WHAT YOU SHOULD DO: Write out each entry below exactly; the images do not belong in your copy.

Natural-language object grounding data
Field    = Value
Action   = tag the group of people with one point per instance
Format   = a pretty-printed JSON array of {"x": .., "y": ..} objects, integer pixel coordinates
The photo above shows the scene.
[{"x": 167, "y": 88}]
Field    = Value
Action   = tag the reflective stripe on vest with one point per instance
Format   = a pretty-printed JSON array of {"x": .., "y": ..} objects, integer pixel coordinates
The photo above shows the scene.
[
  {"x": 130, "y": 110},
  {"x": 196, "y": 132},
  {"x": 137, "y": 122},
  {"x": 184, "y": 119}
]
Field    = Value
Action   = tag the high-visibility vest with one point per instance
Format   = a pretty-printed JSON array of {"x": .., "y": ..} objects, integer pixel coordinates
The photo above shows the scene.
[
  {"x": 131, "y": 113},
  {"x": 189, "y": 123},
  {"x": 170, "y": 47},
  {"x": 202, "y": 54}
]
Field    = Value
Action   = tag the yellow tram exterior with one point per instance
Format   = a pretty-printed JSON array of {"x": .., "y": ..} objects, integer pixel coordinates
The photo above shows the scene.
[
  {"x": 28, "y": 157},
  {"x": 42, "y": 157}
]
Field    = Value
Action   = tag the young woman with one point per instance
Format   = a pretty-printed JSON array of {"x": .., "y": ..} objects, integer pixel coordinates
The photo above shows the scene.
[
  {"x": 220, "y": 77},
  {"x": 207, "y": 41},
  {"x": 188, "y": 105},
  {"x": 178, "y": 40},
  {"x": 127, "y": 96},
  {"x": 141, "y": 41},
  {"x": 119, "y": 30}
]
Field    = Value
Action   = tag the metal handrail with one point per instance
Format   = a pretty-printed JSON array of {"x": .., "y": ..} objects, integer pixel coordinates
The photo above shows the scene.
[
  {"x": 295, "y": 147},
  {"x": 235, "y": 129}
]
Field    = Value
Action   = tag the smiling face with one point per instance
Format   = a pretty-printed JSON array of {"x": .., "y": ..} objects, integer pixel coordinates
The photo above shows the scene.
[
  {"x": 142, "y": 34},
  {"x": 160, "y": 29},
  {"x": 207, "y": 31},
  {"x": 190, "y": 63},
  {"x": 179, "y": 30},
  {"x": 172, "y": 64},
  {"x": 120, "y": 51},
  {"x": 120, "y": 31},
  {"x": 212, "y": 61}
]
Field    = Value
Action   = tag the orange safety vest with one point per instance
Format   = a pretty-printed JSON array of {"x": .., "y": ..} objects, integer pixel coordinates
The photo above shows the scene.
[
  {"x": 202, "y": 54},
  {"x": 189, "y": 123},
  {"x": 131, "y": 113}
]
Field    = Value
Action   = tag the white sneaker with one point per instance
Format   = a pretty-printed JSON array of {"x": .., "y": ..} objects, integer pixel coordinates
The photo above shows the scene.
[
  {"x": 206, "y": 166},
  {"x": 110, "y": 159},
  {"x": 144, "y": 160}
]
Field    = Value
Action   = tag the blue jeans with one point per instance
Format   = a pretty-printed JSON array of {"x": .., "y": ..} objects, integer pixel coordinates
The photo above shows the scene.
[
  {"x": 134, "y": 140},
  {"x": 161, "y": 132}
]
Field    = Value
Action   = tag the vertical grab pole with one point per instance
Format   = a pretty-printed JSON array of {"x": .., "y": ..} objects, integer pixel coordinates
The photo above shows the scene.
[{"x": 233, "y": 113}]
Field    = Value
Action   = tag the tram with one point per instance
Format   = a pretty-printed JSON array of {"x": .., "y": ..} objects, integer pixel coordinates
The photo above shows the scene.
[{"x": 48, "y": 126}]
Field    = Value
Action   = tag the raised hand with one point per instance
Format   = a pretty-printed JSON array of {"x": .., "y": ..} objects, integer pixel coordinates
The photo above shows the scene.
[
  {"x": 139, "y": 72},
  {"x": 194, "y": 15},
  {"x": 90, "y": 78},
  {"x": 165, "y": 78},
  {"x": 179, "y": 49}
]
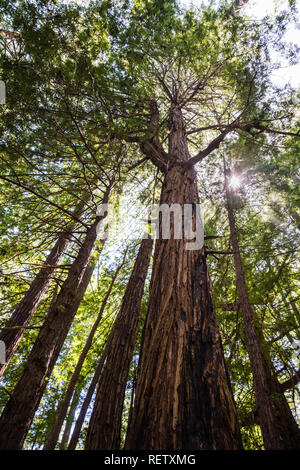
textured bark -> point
(20, 408)
(70, 420)
(63, 407)
(31, 300)
(105, 426)
(279, 428)
(183, 396)
(86, 403)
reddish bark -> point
(20, 408)
(63, 407)
(105, 426)
(279, 428)
(31, 300)
(183, 396)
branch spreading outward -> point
(236, 125)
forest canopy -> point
(112, 338)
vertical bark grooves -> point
(86, 402)
(20, 408)
(70, 419)
(183, 396)
(105, 426)
(279, 428)
(28, 305)
(64, 404)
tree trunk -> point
(70, 419)
(105, 426)
(20, 408)
(279, 428)
(86, 403)
(31, 300)
(63, 407)
(183, 396)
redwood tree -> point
(19, 411)
(279, 428)
(105, 426)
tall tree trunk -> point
(105, 426)
(183, 396)
(70, 419)
(279, 428)
(31, 300)
(63, 407)
(86, 403)
(20, 408)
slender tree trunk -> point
(20, 408)
(86, 403)
(279, 428)
(183, 396)
(31, 300)
(70, 419)
(105, 426)
(63, 407)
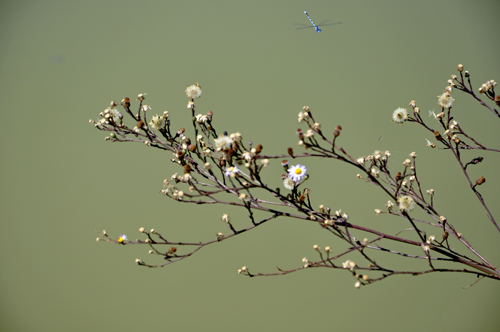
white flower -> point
(156, 121)
(297, 173)
(193, 91)
(288, 183)
(122, 238)
(115, 114)
(232, 170)
(223, 143)
(348, 264)
(406, 203)
(400, 115)
(445, 100)
(226, 218)
(201, 118)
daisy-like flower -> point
(288, 183)
(445, 100)
(297, 172)
(156, 121)
(193, 91)
(223, 143)
(231, 170)
(400, 115)
(406, 203)
(122, 238)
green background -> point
(62, 62)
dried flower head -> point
(193, 91)
(223, 143)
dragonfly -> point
(316, 27)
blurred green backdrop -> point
(63, 61)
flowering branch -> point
(222, 169)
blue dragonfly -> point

RESPONSE TO THIS EXERCISE:
Field    = Value
Action   = tag the group of people with one point per instance
Format   = a pretty-printed JSON array of {"x": .., "y": ..} objects, integer pixel coordinates
The photo above shows the scene.
[{"x": 167, "y": 88}]
Field    = Value
Action   = tag the reflective stripe on vest with one point per instance
Format   = a pretty-printed JSON array of {"x": .., "y": ..} objects, integer pixel coordinates
The photo above shows the scene.
[
  {"x": 130, "y": 110},
  {"x": 196, "y": 132},
  {"x": 137, "y": 122},
  {"x": 184, "y": 119}
]
Field    = Value
Action   = tag the high-visibility vest with one point per instance
Format   = a pretty-printed JSON array of {"x": .., "y": ..} objects, integer pixel coordinates
The photo above shows the scene.
[
  {"x": 131, "y": 113},
  {"x": 189, "y": 123},
  {"x": 170, "y": 47},
  {"x": 202, "y": 54}
]
Field    = Value
Action   = tag the yellow tram exterior with one point per instance
Format   = a pretty-printed JSON array of {"x": .., "y": ..} objects, integer pixel coordinates
The photo above shows the scene.
[
  {"x": 28, "y": 157},
  {"x": 42, "y": 157}
]
Field    = Value
Action   = tag the young woman with one point per instance
Format   = a pretty-printed JSON array of {"x": .., "y": ..} objects, integer pixel coordinates
The photo above shows the scene.
[
  {"x": 220, "y": 77},
  {"x": 207, "y": 41},
  {"x": 188, "y": 105},
  {"x": 178, "y": 40},
  {"x": 127, "y": 96},
  {"x": 141, "y": 41},
  {"x": 119, "y": 30}
]
Field    = Value
Action   = tag the metal handrail with one point per instance
Format   = a pretty-printed JSON array of {"x": .., "y": ..} objects, integer pixel coordinates
The photo above shows the scene.
[
  {"x": 295, "y": 147},
  {"x": 235, "y": 129}
]
Field    = Value
Action   = tag the smiling face with one point per instance
Format   = a pretty-printed JSON array of {"x": .., "y": ..} objects, integer pixel coordinates
The photo above shows the scene.
[
  {"x": 142, "y": 34},
  {"x": 160, "y": 29},
  {"x": 207, "y": 31},
  {"x": 190, "y": 63},
  {"x": 179, "y": 30},
  {"x": 172, "y": 64},
  {"x": 120, "y": 51},
  {"x": 120, "y": 31},
  {"x": 212, "y": 61}
]
Field    = Value
Action   = tag the orange safety vest with one point per instance
Format   = a pretty-printed JSON array of {"x": .., "y": ..} objects, integer pixel coordinates
The photo above shows the scene.
[
  {"x": 202, "y": 54},
  {"x": 189, "y": 123},
  {"x": 131, "y": 113}
]
Field    = Value
Action   = tag the white sneaker with one point per instance
Format   = a pretty-printed JSON array of {"x": .., "y": ..} objects, integer pixel coordinates
The photo above shows the scene.
[
  {"x": 206, "y": 166},
  {"x": 110, "y": 159},
  {"x": 144, "y": 160}
]
Field    = Value
Action   = tag the blue jeans with one point per instance
Format   = a pretty-printed JSON array of {"x": .., "y": ..} objects, integer pixel coordinates
The photo above shows the scene.
[
  {"x": 134, "y": 140},
  {"x": 161, "y": 132}
]
Field    = Value
Action   = tag the vertical grab pole with one point per instance
Format   = a pretty-printed JSON array of {"x": .., "y": ..} objects, integer pixel coordinates
The photo above shows the scene.
[{"x": 233, "y": 113}]
Field    = Value
Action   = tag the tram with one point per instance
Format   = a pretty-printed JSON array of {"x": .., "y": ..} objects, integer pixel coordinates
The photo above shows the scene.
[{"x": 48, "y": 126}]
Field    = Value
Action   = tag the raised hand with one point per instance
Format   = a pretty-printed JSON array of {"x": .., "y": ..} objects, integer pixel coordinates
The photo above shows the scene.
[
  {"x": 139, "y": 72},
  {"x": 194, "y": 15},
  {"x": 90, "y": 78},
  {"x": 165, "y": 78},
  {"x": 179, "y": 49}
]
textured bark -> point
(20, 408)
(70, 420)
(63, 407)
(31, 300)
(105, 426)
(279, 428)
(183, 396)
(86, 403)
reddish bark -> point
(20, 408)
(63, 407)
(105, 426)
(279, 428)
(31, 300)
(183, 396)
branch spreading outward -> point
(236, 125)
forest canopy -> point
(112, 338)
vertical bark grooves -> point
(86, 402)
(20, 408)
(70, 419)
(183, 396)
(105, 426)
(279, 428)
(28, 305)
(64, 404)
tree trunk -> point
(70, 419)
(105, 426)
(20, 408)
(279, 428)
(86, 403)
(31, 300)
(63, 407)
(183, 396)
redwood tree -> point
(19, 411)
(279, 428)
(105, 426)
tall tree trunk -> point
(105, 426)
(183, 396)
(70, 419)
(279, 428)
(31, 300)
(63, 407)
(86, 403)
(20, 408)
slender tree trunk -> point
(20, 408)
(86, 403)
(279, 428)
(183, 396)
(31, 300)
(70, 419)
(105, 426)
(63, 407)
white flower -> point
(156, 121)
(297, 173)
(193, 91)
(288, 183)
(122, 238)
(115, 114)
(232, 170)
(223, 143)
(348, 264)
(406, 203)
(400, 115)
(445, 100)
(226, 218)
(201, 118)
daisy-like flower -> point
(288, 183)
(445, 100)
(297, 172)
(156, 121)
(193, 91)
(223, 143)
(231, 170)
(400, 115)
(406, 203)
(122, 238)
green background -> point
(62, 62)
dried flower head -> point
(193, 91)
(223, 143)
dragonfly -> point
(316, 27)
blurred green backdrop -> point
(63, 61)
flowering branch -> point
(222, 169)
blue dragonfly -> point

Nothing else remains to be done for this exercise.